Given entries =
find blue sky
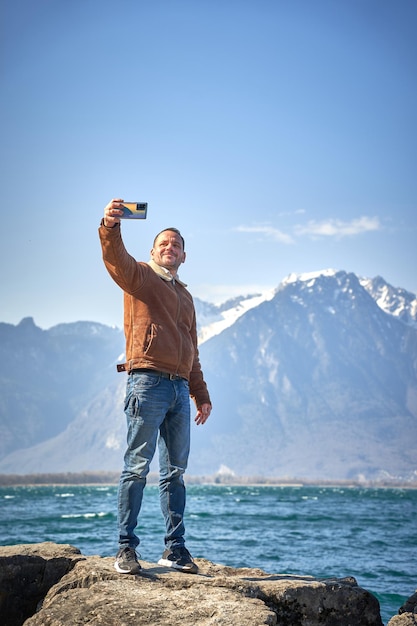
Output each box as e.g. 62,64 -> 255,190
1,0 -> 416,329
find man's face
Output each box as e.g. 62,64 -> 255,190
151,230 -> 186,274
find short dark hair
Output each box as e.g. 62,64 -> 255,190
153,228 -> 185,250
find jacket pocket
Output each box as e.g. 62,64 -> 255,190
143,323 -> 158,355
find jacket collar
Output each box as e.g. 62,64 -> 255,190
147,259 -> 187,287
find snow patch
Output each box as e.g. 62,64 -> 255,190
105,434 -> 122,451
198,289 -> 276,344
283,269 -> 338,285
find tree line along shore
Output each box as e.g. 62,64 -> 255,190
0,471 -> 415,488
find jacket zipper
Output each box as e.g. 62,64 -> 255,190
173,281 -> 183,376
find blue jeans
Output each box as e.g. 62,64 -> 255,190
117,371 -> 191,551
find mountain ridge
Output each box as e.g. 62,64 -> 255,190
1,270 -> 416,481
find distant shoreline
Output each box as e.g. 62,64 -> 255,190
0,471 -> 416,489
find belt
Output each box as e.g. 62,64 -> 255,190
129,368 -> 184,381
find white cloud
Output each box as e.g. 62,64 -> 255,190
277,208 -> 306,217
234,215 -> 382,248
294,216 -> 381,238
235,225 -> 294,245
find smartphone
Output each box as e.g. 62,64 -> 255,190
120,202 -> 148,219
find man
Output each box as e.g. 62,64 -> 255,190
99,198 -> 212,575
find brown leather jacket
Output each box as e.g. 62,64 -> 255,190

Try it =
Where does the string "jacket" appear in the records above? Return every line that holds it.

Answer below =
find jacket pocket
find jacket collar
find jacket zipper
find brown leather jacket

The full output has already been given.